■ **TASK BRIEF**
Rewrite the records from their start through the line containing "46 36 333 260" as a Markdown table with the columns Row and Line. Number the lines in order and leave out blank lines.

Saved entries:
╔══

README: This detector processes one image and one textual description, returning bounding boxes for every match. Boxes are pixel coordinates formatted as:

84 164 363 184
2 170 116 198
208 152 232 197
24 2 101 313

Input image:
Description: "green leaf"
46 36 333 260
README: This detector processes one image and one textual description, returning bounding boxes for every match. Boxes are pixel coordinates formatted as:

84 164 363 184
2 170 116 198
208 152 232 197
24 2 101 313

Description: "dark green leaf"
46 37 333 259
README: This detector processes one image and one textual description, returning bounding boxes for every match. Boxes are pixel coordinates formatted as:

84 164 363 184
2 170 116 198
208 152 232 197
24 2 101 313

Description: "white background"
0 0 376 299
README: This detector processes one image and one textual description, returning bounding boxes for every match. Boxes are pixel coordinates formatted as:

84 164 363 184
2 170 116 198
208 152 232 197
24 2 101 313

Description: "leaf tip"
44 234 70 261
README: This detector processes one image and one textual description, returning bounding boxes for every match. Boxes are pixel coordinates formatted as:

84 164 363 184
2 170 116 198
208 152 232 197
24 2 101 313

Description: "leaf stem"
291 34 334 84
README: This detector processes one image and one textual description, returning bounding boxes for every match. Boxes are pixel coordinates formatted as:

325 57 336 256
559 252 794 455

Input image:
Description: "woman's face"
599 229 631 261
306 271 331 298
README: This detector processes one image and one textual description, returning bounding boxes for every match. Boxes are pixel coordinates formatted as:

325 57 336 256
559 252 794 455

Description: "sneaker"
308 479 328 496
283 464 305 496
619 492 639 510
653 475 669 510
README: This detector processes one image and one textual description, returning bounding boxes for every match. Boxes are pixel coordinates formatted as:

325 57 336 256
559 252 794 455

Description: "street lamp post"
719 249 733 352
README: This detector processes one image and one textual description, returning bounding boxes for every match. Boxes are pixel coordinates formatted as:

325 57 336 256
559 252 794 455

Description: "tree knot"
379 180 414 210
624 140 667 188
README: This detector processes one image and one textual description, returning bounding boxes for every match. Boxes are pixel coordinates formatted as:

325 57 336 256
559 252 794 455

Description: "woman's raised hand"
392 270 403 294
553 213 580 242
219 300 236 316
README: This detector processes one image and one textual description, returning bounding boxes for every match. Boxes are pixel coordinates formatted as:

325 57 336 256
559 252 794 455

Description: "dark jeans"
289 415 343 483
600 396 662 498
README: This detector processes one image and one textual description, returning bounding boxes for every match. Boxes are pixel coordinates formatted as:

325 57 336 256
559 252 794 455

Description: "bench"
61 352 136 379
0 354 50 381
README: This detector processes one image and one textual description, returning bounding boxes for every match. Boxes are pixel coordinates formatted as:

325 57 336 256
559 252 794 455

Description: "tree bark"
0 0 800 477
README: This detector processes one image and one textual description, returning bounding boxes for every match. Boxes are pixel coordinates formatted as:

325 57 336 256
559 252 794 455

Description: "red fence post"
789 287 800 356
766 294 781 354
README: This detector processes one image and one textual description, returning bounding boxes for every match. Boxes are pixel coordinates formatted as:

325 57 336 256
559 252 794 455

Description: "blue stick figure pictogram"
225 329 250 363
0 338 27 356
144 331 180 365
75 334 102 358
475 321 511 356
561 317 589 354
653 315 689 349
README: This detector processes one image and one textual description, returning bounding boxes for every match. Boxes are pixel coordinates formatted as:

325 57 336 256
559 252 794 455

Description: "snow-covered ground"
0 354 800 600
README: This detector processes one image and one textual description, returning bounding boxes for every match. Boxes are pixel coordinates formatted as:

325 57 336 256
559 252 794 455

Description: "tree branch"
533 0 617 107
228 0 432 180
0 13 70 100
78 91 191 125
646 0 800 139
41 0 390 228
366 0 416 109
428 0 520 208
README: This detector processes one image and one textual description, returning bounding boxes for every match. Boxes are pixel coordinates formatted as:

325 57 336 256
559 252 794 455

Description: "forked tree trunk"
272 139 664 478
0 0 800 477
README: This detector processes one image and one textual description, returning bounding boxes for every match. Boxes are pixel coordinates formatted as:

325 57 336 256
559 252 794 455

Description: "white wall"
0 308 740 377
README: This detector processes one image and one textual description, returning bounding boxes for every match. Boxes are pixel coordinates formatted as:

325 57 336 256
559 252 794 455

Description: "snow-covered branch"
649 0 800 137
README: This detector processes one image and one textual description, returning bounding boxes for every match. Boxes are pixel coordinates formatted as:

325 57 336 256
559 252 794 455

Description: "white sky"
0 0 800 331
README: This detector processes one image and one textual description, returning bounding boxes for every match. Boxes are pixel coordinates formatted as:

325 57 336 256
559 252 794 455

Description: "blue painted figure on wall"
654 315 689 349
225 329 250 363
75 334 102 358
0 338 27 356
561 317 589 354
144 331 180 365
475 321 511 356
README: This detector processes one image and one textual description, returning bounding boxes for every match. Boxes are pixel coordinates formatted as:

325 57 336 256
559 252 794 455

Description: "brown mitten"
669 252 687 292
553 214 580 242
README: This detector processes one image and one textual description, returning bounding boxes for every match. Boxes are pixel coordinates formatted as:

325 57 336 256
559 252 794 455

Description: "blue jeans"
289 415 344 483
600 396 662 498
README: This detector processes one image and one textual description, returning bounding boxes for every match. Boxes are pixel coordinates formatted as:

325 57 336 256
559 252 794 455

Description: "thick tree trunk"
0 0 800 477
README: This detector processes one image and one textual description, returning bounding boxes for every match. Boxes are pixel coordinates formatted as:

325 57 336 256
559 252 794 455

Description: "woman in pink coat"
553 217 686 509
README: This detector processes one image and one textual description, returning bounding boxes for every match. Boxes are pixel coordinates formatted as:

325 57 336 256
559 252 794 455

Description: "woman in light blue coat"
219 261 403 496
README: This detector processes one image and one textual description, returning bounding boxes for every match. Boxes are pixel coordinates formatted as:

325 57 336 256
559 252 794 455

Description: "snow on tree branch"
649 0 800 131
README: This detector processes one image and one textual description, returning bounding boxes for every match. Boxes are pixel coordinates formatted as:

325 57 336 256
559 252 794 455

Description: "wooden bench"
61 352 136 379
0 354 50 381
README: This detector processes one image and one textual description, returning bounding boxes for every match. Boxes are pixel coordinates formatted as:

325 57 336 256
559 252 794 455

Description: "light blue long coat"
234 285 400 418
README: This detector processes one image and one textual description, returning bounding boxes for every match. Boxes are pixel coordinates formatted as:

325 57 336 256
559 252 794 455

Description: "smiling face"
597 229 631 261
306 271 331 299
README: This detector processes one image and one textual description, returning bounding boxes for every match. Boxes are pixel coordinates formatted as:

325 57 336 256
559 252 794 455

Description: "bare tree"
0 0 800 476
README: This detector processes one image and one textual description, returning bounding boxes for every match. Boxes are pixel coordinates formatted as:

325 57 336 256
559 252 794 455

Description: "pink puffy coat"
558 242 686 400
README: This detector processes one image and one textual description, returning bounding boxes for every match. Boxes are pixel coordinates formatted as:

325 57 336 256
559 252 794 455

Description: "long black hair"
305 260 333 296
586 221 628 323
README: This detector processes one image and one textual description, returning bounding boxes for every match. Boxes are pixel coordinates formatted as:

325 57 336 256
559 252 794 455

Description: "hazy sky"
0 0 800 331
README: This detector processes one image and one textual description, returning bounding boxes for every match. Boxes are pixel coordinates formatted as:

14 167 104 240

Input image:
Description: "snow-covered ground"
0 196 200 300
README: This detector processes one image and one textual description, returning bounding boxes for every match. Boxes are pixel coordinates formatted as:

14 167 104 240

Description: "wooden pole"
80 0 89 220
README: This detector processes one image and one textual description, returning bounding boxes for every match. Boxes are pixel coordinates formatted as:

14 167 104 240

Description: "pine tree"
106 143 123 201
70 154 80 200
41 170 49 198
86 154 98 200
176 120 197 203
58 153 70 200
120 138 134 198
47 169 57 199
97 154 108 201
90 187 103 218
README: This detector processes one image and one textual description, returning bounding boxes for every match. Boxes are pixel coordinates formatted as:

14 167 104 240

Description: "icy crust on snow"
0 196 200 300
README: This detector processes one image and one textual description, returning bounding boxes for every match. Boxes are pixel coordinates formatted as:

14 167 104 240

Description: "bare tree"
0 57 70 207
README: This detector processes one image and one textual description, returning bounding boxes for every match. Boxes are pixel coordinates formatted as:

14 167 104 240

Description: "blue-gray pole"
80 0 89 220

╚══

■ **FINAL RESULT**
| Row | Line |
|---|---|
| 1 | README: This detector processes one image and one textual description, returning bounding boxes for every match. Boxes are pixel coordinates formatted as: |
| 2 | 84 164 363 184 |
| 3 | 2 170 116 198 |
| 4 | 208 152 232 197 |
| 5 | 24 2 101 313 |
| 6 | Input image: |
| 7 | Description: "green leaf" |
| 8 | 46 36 333 260 |